Point localization data:
****************
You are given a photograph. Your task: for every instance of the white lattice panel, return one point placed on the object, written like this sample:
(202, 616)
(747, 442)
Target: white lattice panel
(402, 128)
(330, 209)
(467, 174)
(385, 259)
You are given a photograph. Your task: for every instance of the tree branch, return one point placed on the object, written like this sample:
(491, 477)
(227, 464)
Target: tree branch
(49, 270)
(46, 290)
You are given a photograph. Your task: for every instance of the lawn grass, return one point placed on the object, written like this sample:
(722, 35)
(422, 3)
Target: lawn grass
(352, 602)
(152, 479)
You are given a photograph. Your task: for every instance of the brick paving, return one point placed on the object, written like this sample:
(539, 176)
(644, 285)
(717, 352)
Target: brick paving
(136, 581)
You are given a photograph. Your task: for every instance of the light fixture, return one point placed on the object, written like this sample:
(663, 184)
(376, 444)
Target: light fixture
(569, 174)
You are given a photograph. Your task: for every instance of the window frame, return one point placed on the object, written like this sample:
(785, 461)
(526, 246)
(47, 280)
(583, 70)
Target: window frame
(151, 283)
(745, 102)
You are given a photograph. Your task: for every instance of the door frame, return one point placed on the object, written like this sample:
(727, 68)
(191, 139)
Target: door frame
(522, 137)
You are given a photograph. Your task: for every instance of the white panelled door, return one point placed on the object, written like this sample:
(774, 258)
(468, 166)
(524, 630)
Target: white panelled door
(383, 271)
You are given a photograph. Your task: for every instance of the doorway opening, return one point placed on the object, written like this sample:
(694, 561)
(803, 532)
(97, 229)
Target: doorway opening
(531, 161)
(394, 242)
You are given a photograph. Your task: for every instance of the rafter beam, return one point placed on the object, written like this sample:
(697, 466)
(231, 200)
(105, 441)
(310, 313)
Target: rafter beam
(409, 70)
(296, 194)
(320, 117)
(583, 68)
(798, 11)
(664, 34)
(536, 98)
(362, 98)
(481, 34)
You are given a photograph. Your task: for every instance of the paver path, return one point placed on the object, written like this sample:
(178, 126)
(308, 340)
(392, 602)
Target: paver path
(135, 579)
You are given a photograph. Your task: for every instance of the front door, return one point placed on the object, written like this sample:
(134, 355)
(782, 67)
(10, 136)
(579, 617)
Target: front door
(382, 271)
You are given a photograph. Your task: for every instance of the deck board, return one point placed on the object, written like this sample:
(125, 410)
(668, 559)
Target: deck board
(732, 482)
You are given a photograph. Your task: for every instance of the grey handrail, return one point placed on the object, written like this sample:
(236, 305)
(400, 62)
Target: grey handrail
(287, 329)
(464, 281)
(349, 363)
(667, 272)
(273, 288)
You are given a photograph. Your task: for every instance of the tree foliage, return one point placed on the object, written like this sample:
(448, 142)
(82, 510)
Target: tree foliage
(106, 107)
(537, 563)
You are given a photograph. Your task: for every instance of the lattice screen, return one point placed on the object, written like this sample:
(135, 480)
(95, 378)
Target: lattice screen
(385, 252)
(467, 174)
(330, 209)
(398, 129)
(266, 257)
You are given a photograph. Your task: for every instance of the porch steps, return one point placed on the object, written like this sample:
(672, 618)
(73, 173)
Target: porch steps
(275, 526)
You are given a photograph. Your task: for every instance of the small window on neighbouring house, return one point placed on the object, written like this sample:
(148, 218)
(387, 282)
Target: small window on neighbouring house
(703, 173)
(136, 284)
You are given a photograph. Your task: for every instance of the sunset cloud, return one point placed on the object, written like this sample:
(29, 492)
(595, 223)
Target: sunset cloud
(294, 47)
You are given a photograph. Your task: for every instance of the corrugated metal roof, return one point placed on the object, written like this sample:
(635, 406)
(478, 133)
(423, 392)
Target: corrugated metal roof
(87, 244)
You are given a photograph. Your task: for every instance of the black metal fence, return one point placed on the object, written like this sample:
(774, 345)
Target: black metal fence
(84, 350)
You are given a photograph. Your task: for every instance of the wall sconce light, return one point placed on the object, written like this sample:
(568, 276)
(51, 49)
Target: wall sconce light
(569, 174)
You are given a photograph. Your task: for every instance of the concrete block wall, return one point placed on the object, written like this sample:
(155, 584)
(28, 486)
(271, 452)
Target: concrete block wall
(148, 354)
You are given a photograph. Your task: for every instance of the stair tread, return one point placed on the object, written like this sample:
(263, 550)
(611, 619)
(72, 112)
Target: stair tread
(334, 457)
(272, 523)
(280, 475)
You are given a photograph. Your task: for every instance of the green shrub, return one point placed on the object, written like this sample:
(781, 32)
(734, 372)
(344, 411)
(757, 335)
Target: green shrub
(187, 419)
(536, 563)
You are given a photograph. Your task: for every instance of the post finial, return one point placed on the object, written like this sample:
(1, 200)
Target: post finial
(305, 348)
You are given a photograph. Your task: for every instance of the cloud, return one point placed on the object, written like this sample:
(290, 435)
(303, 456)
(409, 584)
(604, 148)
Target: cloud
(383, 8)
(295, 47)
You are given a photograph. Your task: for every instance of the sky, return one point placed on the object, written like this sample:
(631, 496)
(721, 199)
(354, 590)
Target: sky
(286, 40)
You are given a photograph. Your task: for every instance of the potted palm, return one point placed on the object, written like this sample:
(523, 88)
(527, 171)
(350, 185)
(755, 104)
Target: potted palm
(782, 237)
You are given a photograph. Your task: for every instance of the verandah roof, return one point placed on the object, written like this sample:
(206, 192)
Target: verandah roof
****************
EXERCISE GOAL:
Each of the records above is to be copied exactly.

RESPONSE:
You are given a photograph. Your task: for every instance of the white lattice panel, return one point placed on the object, written like this sample:
(202, 616)
(747, 442)
Target: white lattice panel
(402, 128)
(330, 209)
(467, 174)
(385, 259)
You are given a photograph. Your task: for every instance of the tree branch, return one point placed on the object, written like this sample:
(491, 477)
(227, 464)
Target: tree branch
(49, 270)
(46, 290)
You are given a photograph. Your task: for every instance of the lawn grass, return one point placed on the object, written like this sample:
(722, 35)
(422, 3)
Target: lawn grass
(352, 602)
(152, 479)
You are given a photograph. Your task: for every instance of the brick paving, return one point placed on the object, written like this sample:
(539, 176)
(644, 285)
(717, 352)
Target: brick paving
(136, 581)
You are given a photograph. Your task: for every instance of the light fixture, return one point placed on the object, written like this sample:
(663, 184)
(376, 444)
Target: light fixture
(569, 174)
You are given a photograph. Your task: for every instance of the window frame, return one point placed on the object, written like this sample:
(785, 461)
(526, 246)
(47, 280)
(583, 70)
Target: window frame
(151, 283)
(745, 102)
You are given a photograph. Your task: for every instance of the door frame, return one point placed on the object, written like this sample:
(727, 68)
(191, 139)
Target: door frame
(522, 137)
You are given a photograph. Your task: for every instance of the white panelled door, return one point placed on the object, written like this sample:
(774, 258)
(468, 166)
(524, 630)
Target: white panelled door
(383, 271)
You are given a photograph. Your task: for every instance of the doorway opening, return one point placed on the object, written like this sample:
(694, 561)
(803, 532)
(97, 229)
Target: doorway opening
(531, 161)
(394, 242)
You are given a photograph. Your task: for every instance of the rafter beam, return one point placed on the object, written like this sample:
(697, 466)
(231, 200)
(105, 441)
(310, 313)
Target: rafter beam
(409, 70)
(296, 194)
(320, 117)
(583, 68)
(798, 11)
(664, 34)
(536, 98)
(362, 98)
(481, 34)
You are given a photograph. Your task: for every instance of the paver path, return one point placed on the object, written like this sample:
(178, 126)
(308, 340)
(392, 602)
Target: paver path
(135, 579)
You are given a photograph. Your task: for every instance of the front door, return one point placed on the object, written like this sample:
(134, 355)
(782, 67)
(10, 136)
(579, 617)
Target: front door
(382, 271)
You are given a photograph. Your task: for every instance of the deck board, return one point placed on the object, written like this sample:
(125, 410)
(668, 559)
Target: deck board
(732, 482)
You are given a photograph. Your task: for every instance of the grey handrail, return one point placed on the object, written like this sample:
(236, 305)
(400, 62)
Target: grey handrail
(287, 329)
(464, 281)
(349, 363)
(667, 272)
(273, 288)
You are given a photograph. Your task: for every instance of the tree foliage, return one point placed on the object, written like this sample:
(448, 142)
(82, 510)
Target: tree foliage
(106, 107)
(537, 563)
You are given a photograph. Your task: for every instance of the lattice screen, return one point placed on the object, written like this sample:
(135, 480)
(95, 378)
Target: lattice screen
(385, 252)
(467, 174)
(330, 209)
(398, 129)
(266, 257)
You are given a photograph. Your task: for every instance of the porch steps, return one point placed on the object, written like this sample:
(672, 618)
(73, 173)
Target: porch steps
(275, 526)
You are given a photograph. Your task: for every instance of the small window on neighbouring house, return one point placed on the object, written like this sample:
(148, 218)
(387, 282)
Target: small window on neighbouring house
(703, 173)
(136, 284)
You are given a photograph. Your task: for every instance of the sunset cloud, return one point placed on the object, written like this sample:
(29, 492)
(595, 223)
Target: sunset cloud
(294, 47)
You are given a photograph. Your task: for every instance of the corrugated metal roof, return one point placed on the object, written like this sample:
(635, 406)
(478, 133)
(423, 392)
Target: corrugated metal roof
(87, 244)
You are given a photograph. Your task: for every instance of the black metal fence, return one point placed on the object, written like this sample:
(774, 345)
Target: black metal fence
(84, 350)
You are given a photograph. Your task: for every instance of the wall sconce light, return one point placed on the object, written like this sample:
(568, 276)
(51, 49)
Target: wall sconce light
(569, 174)
You are given a photograph. Your task: for every instance of the concrete block wall, return one point placed on the object, written like this sample:
(155, 584)
(28, 486)
(271, 452)
Target: concrete block wall
(148, 354)
You are given a photograph. Your task: for every instance of the stair tread, return one point placed on the object, written like this sample:
(263, 550)
(611, 619)
(72, 112)
Target: stair tread
(334, 457)
(272, 523)
(280, 475)
You are given a photograph. Your task: for every instance of the green shrub, return one point placed on the object, written like this sample:
(781, 32)
(734, 372)
(344, 411)
(757, 335)
Target: green shrub
(187, 419)
(536, 563)
You are given a photograph. Your task: for every instance of the post finial, return one point placed on the object, written like this sample:
(1, 200)
Target: post finial
(305, 348)
You are given a photograph. Your task: for every instance of the cloud, return one point placed on the object, written like this sample:
(290, 435)
(303, 456)
(409, 584)
(604, 148)
Target: cloud
(383, 8)
(295, 47)
You are given a photograph. Your task: for every instance of the sky, return one point placed on the object, written like this sample:
(631, 496)
(721, 199)
(354, 590)
Target: sky
(286, 40)
You are given a photograph. Your task: for every instance of the potted palm, return one point placed on the object, written like this sample:
(523, 88)
(527, 171)
(350, 185)
(755, 104)
Target: potted palm
(782, 237)
You are given a photograph. Your task: for every instance of the verandah roof, return one point placed on the object, written like this sample:
(206, 192)
Target: verandah roof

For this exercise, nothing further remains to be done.